Problem> Everything in the listing below should be repeated exactly, apart from the pictures.

--- Extracted records Enclosed Below ---

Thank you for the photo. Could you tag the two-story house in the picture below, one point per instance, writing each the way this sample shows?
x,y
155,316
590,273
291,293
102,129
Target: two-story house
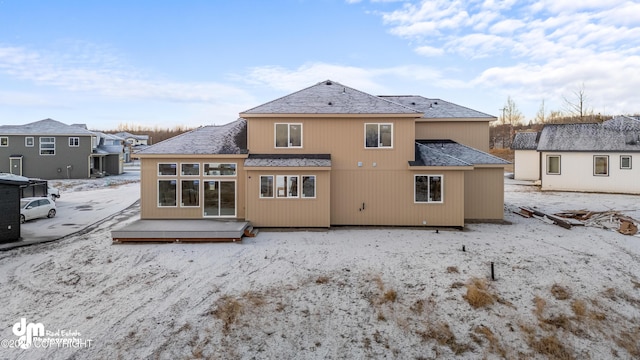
x,y
47,149
331,155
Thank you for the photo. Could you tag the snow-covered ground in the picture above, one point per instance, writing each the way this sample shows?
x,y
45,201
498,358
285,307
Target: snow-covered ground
x,y
344,293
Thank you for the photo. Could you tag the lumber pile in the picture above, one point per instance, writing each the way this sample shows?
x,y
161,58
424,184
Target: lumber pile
x,y
610,220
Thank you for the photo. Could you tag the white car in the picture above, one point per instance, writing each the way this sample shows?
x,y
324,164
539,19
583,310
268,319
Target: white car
x,y
36,207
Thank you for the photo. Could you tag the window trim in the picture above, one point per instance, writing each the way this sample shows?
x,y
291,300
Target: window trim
x,y
289,146
379,145
197,166
595,157
47,149
197,183
559,157
429,176
205,172
175,181
74,141
175,165
630,162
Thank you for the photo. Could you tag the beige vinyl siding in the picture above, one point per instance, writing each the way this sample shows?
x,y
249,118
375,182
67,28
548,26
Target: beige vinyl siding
x,y
484,194
470,133
149,186
389,199
288,212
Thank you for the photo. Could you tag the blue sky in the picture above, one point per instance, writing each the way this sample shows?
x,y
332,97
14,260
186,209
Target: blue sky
x,y
190,63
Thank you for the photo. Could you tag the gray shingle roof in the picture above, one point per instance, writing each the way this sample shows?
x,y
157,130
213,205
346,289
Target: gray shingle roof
x,y
527,140
225,139
292,160
44,127
618,134
451,153
437,108
330,97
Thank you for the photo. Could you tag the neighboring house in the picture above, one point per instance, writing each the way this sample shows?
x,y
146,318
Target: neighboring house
x,y
590,157
47,149
10,206
331,155
526,156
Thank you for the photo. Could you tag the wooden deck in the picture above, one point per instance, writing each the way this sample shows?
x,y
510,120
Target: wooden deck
x,y
196,230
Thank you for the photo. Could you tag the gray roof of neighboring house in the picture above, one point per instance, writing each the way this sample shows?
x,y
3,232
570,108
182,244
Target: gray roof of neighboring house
x,y
293,160
451,153
44,127
527,140
225,139
330,97
437,108
618,134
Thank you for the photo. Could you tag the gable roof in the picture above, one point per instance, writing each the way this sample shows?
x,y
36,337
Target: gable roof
x,y
451,153
437,108
526,140
618,134
225,139
330,97
44,127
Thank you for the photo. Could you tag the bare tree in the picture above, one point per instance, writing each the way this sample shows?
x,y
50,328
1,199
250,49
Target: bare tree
x,y
578,106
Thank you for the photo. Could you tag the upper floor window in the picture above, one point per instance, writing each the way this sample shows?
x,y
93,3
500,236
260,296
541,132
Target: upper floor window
x,y
625,162
601,165
47,146
190,169
167,169
553,164
378,135
288,135
220,169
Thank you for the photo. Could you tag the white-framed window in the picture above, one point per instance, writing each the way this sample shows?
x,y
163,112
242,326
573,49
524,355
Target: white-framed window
x,y
266,186
288,135
220,169
190,193
167,169
167,193
308,186
625,162
601,165
428,188
553,165
378,135
287,186
190,169
47,146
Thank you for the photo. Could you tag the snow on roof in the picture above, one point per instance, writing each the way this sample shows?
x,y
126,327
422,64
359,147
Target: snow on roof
x,y
618,134
44,127
451,153
526,140
292,160
330,97
226,139
437,108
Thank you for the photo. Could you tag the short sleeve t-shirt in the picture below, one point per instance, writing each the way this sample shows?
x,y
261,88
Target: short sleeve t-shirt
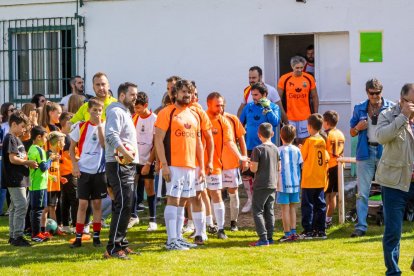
x,y
91,153
335,146
267,157
315,162
182,127
291,165
38,179
145,136
230,160
13,145
297,95
221,135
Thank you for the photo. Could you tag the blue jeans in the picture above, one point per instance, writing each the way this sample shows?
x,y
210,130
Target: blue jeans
x,y
394,202
365,173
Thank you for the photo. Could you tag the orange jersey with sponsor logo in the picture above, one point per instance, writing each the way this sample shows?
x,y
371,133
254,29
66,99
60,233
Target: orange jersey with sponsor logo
x,y
182,127
296,91
230,160
221,135
334,145
315,162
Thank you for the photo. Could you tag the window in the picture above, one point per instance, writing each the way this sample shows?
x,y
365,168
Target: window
x,y
42,56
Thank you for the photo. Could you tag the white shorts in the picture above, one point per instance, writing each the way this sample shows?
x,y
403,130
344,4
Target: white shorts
x,y
301,128
199,186
182,182
231,178
214,182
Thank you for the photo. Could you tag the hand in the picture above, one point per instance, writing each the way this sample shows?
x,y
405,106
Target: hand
x,y
209,168
31,164
407,108
201,176
63,180
362,125
75,170
166,174
145,170
264,102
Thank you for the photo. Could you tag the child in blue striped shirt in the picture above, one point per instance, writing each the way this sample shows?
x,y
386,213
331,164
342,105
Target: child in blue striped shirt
x,y
288,187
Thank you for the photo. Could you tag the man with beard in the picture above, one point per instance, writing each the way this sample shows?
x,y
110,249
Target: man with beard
x,y
299,97
178,145
101,88
121,140
310,60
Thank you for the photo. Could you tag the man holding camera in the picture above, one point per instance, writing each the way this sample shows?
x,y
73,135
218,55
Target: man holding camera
x,y
364,124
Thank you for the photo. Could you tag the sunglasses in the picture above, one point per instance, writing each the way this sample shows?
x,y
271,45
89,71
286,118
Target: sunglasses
x,y
374,93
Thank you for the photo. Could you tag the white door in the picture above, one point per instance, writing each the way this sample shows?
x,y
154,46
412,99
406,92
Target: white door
x,y
331,71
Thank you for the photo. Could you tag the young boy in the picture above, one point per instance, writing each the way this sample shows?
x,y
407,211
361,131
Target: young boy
x,y
289,182
265,164
314,175
144,121
56,143
335,146
38,180
89,138
14,176
69,207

--- End of Enclosed Extracted records ---

Answer box>
Thank you for the photo. Could you tag the two-story house in the picture below, one point per instance, writing each the way this sample shows?
x,y
155,316
590,273
291,293
102,129
Target: two-story house
x,y
47,149
331,155
Thank you for the photo. Could you tag the snow-covered ground in the picture above, one point per instance, writing each the way this sample shows?
x,y
45,201
498,358
285,307
Target: snow-covered ground
x,y
344,293
Thank you for the photo. Could you tag the lumber pile in the picture above, one point per instance, writing each the way this sample shows?
x,y
161,58
424,184
Target: lumber pile
x,y
610,220
Thank you for the photo. Could you tag the white car in the picture above, one point per instance, writing each the way this sample shows?
x,y
324,164
539,19
583,310
268,319
Target: white car
x,y
36,207
Thank you for the photo. Could you tag the window trim in the picture above, one point per instance, writing each the way this sample shows?
x,y
291,300
Target: window trim
x,y
289,146
379,145
197,166
595,157
47,149
197,183
559,157
429,176
205,172
175,181
74,141
175,165
630,162
Thank you for the photo. Could you tag the beige vinyl siding in the picture above, one point per instance, writing each the way this sample shows?
x,y
249,118
375,182
67,28
548,26
Target: beige vinyl siding
x,y
484,194
470,133
149,186
389,199
288,212
Thank you for the photo. Could you tag the blue sky in the picture above, one point per instance, writing each the way this sample shows?
x,y
332,97
14,260
186,209
Target: blue sky
x,y
190,63
Thank you for the photo. Could you tag the gray shingle roof in the picture above, one point per instance, writing each the way this sample shows?
x,y
157,130
213,205
346,289
Target: gray shingle roof
x,y
527,140
225,139
292,160
44,127
618,134
451,153
437,108
330,97
Thank you for the photo. Could you tag the neighboring house in the picture above, one point per instance, writing each the way this sample shows?
x,y
146,318
Target: neighboring house
x,y
590,157
47,149
10,206
331,155
526,156
Thank you for the photo. Could you tag the wooden deck in the picture above, one point per instance, writing each the way this sample shows?
x,y
510,120
Target: wooden deck
x,y
196,230
Thank you for the photo. Could you tag the gray roof of neighboring house in the picture above, one point per instance, writing each the way this sample shows?
x,y
3,232
570,108
182,244
Target: gray roof of neighboring house
x,y
293,160
451,153
44,127
527,140
225,139
330,97
437,108
618,134
Thank you for the photo. Could you tag the gable roof in the picture above, one point per instance, writing each the way this sample shows?
x,y
36,337
Target: gable roof
x,y
451,153
437,108
526,140
618,134
225,139
330,97
44,127
Thank you for the photo. Could you tag the bare tree in the picture above, one point per instance, writing each the way this sample shows?
x,y
50,328
1,199
250,49
Target: bare tree
x,y
578,106
Thank you for the photo. Could you tag the upper floor window in the picture above, one point per instance, writing each the way this sample shows?
x,y
93,3
500,236
260,296
541,132
Target: upper floor window
x,y
625,162
601,165
47,146
190,169
167,169
553,164
378,135
288,135
220,169
Thank you for the photo. Could you tag the white-framed window in the picture above, one point per instance, writing each the way this sample shows?
x,y
163,112
242,326
573,49
524,355
Target: white-framed window
x,y
266,186
288,135
220,169
190,193
167,169
167,193
308,186
625,162
601,165
428,188
553,165
378,135
287,186
190,169
47,146
Thank you for the photo. Could you tag the snow on roof in the picture above, one point per instance, writing each the way this sample shows?
x,y
126,327
422,64
359,147
Target: snow on roof
x,y
618,134
44,127
451,153
526,140
292,160
330,97
226,139
437,108
Thank you for the photo. Could you tag the short sleeve t-shirt in the picture below, one point per instance, writing each the way this sample shows?
x,y
261,88
Target: short sleeve t-shirt
x,y
91,153
335,146
267,157
315,162
182,127
291,165
38,179
145,136
230,160
13,145
297,95
221,135
Thank you for the photo. Could you tag the blue jeans in the picture above, one point per instance, writing each the way this sample shows?
x,y
210,130
Target: blue jeans
x,y
394,202
365,173
Thank you for the photo. Could you tag the orange jersey with sponsor logo in the picture above, one point per instance, writing each the way this sample shows?
x,y
371,133
254,29
66,99
60,233
Target: orange jersey with sponsor logo
x,y
182,127
296,91
230,160
221,135
334,145
315,162
Thank you for the photo. Could you tag the window in the picture above, one point per instance, writing each the way this sample shows?
x,y
365,168
Target: window
x,y
42,56
Thank you for the photo. Could you tag the white shorts in the picture above, one point per instance, writing each the way this sample shows?
x,y
403,130
344,4
Target: white shorts
x,y
301,128
199,186
182,182
231,178
214,182
Thank you for the photo. Could you tag the hand in the picture above, one point per instance, writing each the way this sample shows?
x,y
405,106
Target: hand
x,y
209,168
31,164
407,108
201,176
63,180
362,125
75,170
166,174
145,170
264,102
Thank you for the photo. Could you tag the child in blue striped shirt in the picture above, one point per instance, writing each the way this sample shows?
x,y
386,213
331,164
342,105
Target: child in blue striped shirt
x,y
288,187
Thank you for the photo. Could you tag the man with beard in the picture above, one point per instance, writing each the way this sample shows?
x,y
110,249
Target: man with beard
x,y
299,97
178,145
101,88
121,140
310,60
Thank you for the photo. Could you tag the man holding camera in the picture above, one point per instance, writing each the way this sample shows?
x,y
73,135
218,55
Target: man holding camera
x,y
364,124
Thank you for the photo. Could you tag the sunglasses in the picture above, one point per instance, writing each the way this sample shows?
x,y
271,45
89,71
286,118
Target: sunglasses
x,y
374,93
Thank you for the photo. Could you tag the white door in the picture above, one point per instance, writing each the way this sample shows?
x,y
154,46
412,99
406,92
Target: white door
x,y
331,71
Thank you for the photo. Could you tag the young boy in the picture above, one point per instance, writing each the way this sample shows?
x,y
407,211
361,131
Target: young boy
x,y
289,182
265,164
314,175
144,121
56,143
335,146
38,180
89,138
14,176
69,207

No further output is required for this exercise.